::: Information supplied :::

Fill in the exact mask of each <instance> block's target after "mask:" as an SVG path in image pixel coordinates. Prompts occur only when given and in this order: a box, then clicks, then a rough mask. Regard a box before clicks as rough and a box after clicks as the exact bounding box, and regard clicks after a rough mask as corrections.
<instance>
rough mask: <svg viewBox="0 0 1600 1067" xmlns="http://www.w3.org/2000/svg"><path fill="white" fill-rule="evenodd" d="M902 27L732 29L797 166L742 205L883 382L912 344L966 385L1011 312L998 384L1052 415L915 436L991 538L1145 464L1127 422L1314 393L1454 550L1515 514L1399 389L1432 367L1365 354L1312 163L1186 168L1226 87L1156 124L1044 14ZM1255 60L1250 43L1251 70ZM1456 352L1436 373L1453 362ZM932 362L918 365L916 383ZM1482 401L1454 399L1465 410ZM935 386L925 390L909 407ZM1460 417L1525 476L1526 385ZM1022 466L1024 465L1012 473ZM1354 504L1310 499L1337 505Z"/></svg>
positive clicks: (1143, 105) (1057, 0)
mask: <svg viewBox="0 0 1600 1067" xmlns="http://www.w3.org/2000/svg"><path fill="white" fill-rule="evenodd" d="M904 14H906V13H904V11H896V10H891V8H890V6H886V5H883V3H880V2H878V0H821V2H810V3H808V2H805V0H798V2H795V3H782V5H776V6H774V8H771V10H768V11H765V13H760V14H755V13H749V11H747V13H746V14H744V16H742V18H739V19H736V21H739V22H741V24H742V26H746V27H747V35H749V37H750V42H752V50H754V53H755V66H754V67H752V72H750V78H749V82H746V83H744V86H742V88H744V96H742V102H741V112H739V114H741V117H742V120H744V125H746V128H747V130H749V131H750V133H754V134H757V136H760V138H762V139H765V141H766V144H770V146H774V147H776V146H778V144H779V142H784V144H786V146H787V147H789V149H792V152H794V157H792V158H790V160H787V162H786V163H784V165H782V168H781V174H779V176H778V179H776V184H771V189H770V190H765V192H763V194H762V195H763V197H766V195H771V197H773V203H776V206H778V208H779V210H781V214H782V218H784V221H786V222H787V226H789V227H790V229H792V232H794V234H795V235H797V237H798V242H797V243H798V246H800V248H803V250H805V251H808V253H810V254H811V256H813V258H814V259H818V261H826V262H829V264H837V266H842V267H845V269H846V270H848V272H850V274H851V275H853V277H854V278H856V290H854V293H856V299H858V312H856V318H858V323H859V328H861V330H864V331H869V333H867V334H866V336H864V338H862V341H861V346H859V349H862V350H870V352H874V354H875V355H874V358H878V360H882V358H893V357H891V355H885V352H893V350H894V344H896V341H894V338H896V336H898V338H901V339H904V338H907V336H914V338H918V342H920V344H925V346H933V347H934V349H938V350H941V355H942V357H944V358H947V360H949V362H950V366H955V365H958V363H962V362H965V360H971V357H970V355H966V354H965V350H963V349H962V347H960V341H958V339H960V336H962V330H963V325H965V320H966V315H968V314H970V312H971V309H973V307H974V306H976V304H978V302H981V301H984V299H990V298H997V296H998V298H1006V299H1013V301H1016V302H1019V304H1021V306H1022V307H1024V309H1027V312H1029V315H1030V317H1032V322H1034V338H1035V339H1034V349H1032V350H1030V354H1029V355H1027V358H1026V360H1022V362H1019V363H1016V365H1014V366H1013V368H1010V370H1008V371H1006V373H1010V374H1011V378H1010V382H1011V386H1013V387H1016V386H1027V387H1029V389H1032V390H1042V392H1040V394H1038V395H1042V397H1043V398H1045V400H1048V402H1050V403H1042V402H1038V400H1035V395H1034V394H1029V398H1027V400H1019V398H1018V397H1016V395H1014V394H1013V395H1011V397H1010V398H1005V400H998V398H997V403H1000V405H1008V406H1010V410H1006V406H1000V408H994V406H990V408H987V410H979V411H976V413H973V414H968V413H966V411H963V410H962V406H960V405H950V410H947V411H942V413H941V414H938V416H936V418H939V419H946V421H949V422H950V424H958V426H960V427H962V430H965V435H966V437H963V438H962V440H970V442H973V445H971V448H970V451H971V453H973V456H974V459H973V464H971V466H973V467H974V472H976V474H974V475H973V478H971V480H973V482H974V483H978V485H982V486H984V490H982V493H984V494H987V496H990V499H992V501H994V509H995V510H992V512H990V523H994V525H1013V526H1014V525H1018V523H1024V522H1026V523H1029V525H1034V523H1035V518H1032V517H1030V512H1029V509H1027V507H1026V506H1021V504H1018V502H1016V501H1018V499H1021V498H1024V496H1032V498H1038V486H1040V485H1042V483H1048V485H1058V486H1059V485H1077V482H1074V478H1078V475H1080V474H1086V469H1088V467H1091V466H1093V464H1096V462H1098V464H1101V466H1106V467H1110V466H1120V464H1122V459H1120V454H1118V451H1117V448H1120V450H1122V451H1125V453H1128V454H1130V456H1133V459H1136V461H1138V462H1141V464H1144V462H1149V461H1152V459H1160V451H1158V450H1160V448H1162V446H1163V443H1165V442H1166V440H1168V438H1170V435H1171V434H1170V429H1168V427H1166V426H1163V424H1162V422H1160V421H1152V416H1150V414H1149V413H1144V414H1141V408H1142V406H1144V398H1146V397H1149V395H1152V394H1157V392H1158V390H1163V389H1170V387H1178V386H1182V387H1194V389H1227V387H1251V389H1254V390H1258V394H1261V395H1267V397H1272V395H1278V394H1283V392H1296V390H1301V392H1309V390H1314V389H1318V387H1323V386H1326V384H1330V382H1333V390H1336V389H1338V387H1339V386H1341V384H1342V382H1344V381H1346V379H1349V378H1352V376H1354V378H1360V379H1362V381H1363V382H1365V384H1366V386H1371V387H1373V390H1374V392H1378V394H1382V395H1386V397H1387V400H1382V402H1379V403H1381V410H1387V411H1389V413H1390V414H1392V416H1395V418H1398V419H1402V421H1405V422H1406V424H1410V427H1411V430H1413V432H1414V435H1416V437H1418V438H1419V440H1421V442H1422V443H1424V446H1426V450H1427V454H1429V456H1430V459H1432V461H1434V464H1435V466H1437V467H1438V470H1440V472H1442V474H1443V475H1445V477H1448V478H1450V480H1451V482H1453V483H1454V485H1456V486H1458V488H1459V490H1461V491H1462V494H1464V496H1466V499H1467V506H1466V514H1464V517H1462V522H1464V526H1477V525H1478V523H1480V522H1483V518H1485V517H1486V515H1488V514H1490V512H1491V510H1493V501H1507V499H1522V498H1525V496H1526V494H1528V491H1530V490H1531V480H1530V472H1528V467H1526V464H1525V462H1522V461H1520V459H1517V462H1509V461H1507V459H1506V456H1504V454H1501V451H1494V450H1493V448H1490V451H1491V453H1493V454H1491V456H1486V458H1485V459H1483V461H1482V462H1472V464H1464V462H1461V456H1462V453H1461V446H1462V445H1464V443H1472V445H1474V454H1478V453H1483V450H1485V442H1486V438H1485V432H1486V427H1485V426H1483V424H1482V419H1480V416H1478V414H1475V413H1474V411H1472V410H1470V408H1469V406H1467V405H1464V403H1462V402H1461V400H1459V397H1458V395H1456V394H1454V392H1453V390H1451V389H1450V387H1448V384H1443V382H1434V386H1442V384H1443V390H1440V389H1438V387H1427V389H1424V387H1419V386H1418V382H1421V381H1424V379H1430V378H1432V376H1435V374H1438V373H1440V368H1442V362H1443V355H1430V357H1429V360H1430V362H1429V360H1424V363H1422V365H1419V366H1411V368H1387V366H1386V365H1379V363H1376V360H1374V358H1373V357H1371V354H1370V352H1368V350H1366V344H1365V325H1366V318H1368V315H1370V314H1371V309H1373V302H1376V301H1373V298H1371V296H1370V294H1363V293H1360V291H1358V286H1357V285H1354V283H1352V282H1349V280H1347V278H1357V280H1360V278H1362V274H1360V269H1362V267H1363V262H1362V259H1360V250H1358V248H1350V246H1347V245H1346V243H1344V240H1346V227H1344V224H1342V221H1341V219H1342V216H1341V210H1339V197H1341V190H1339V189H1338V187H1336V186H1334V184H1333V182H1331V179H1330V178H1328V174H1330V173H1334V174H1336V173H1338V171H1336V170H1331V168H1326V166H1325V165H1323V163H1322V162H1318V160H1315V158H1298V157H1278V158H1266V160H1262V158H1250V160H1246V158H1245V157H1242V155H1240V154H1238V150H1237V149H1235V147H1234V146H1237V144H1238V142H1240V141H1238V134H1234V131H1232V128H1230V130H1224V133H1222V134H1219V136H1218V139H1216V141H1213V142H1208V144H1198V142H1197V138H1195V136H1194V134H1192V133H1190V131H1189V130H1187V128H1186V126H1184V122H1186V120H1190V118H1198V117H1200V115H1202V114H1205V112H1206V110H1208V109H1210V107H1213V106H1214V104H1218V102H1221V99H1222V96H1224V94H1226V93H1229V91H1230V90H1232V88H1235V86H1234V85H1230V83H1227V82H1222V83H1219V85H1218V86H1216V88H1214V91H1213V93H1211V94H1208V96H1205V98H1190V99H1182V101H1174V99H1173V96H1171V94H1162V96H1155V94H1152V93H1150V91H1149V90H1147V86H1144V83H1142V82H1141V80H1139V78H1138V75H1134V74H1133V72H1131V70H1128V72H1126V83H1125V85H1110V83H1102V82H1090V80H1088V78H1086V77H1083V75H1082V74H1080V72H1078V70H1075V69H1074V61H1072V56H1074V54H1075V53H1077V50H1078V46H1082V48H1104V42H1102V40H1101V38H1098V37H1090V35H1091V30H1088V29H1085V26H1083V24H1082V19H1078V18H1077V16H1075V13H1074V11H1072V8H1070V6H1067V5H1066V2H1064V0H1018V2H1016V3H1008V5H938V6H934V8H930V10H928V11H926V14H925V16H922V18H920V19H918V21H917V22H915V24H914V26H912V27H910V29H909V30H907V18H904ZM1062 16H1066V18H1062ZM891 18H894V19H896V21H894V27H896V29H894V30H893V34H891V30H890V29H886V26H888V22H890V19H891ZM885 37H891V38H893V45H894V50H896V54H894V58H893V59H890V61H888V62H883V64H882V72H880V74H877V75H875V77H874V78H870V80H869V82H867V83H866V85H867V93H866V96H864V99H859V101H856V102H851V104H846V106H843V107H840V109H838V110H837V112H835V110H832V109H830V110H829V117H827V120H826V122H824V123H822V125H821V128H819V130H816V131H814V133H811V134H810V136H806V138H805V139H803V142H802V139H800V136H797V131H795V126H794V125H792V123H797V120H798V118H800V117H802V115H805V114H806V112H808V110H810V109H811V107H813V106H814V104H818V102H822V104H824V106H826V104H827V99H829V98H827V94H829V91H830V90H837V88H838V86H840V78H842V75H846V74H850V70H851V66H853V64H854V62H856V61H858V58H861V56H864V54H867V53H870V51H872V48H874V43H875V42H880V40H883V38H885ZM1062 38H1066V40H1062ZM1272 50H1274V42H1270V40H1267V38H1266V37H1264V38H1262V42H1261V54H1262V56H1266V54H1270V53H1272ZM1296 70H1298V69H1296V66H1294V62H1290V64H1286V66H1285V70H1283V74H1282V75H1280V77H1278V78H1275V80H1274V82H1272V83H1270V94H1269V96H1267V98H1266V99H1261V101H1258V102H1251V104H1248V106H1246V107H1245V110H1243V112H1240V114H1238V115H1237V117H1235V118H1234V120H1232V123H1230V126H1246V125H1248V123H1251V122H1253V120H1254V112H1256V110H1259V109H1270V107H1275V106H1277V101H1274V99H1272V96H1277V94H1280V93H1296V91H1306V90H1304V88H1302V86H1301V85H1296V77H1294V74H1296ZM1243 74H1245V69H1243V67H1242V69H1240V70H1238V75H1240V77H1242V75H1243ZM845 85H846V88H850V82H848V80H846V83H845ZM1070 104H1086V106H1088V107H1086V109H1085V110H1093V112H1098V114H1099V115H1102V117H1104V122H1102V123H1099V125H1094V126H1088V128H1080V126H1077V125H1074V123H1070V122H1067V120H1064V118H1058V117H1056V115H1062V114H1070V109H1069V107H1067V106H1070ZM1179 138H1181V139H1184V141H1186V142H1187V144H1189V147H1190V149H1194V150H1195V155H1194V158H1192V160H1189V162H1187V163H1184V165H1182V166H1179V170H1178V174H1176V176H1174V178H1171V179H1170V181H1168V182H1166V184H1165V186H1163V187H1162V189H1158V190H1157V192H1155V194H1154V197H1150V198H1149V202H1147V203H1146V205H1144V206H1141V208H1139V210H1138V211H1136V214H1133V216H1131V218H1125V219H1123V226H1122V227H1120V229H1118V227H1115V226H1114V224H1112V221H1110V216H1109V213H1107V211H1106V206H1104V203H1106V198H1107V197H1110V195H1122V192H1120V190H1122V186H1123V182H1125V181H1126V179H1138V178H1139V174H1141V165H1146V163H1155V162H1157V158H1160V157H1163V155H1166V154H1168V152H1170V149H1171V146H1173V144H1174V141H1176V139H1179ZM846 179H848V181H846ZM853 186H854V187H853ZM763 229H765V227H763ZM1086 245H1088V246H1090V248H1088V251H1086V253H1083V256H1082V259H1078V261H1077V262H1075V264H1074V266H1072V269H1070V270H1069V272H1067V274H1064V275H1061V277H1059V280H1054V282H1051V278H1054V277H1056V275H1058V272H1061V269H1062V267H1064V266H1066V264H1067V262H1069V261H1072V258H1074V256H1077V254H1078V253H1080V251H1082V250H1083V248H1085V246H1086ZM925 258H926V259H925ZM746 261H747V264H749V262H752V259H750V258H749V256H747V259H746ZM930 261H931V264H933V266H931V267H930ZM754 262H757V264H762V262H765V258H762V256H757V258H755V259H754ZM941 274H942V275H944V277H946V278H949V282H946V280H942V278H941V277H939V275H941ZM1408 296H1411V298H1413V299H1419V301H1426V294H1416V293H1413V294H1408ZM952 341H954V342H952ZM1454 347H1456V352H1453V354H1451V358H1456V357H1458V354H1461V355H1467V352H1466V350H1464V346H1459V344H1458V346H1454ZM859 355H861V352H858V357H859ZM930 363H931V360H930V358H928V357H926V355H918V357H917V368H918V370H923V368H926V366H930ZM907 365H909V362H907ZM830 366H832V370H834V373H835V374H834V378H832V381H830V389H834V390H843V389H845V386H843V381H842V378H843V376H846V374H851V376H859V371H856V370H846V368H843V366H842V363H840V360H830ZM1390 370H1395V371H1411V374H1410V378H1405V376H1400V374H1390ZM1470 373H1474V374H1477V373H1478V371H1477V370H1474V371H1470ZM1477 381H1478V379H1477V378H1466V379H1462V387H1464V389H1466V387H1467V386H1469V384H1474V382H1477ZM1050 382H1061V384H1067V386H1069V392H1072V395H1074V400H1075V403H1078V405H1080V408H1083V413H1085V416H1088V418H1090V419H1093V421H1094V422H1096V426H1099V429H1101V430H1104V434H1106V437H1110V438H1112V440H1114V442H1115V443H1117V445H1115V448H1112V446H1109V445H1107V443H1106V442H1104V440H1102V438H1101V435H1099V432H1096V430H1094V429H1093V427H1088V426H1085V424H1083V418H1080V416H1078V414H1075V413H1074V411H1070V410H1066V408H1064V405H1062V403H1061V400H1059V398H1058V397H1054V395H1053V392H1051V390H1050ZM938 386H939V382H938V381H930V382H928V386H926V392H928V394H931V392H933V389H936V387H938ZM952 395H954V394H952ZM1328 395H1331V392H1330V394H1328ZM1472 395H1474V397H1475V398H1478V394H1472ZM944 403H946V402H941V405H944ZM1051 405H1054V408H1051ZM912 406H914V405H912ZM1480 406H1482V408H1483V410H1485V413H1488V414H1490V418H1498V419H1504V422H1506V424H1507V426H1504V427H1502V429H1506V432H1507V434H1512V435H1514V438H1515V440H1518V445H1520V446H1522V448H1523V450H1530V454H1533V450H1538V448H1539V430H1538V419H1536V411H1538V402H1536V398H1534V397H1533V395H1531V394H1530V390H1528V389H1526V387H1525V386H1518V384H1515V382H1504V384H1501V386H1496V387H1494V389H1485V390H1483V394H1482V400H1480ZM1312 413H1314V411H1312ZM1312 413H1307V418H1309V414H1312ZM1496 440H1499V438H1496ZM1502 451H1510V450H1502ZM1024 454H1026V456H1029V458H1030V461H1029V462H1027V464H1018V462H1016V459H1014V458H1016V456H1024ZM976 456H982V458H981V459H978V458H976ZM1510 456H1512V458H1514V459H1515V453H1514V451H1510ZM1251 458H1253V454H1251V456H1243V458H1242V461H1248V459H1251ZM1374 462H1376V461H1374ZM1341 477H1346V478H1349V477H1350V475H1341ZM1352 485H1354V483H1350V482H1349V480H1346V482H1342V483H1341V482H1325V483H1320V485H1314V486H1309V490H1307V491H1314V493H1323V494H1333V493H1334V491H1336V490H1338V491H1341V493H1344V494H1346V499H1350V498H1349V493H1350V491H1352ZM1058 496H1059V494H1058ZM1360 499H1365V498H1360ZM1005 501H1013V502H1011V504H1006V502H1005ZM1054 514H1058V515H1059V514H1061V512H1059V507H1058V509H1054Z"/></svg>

:::

Reproduce each line from the data that has "instance" in it.

— Exercise solution —
Fill in the exact mask of each <instance> block's target after "mask:" as an SVG path in image pixel coordinates. Prompts occur only when given and in this order: a box, then clicks, then a rough mask. Regard a box before clicks as rough and a box after clicks as the exact bounding box, and regard clicks after a rough mask as corrections.
<instance>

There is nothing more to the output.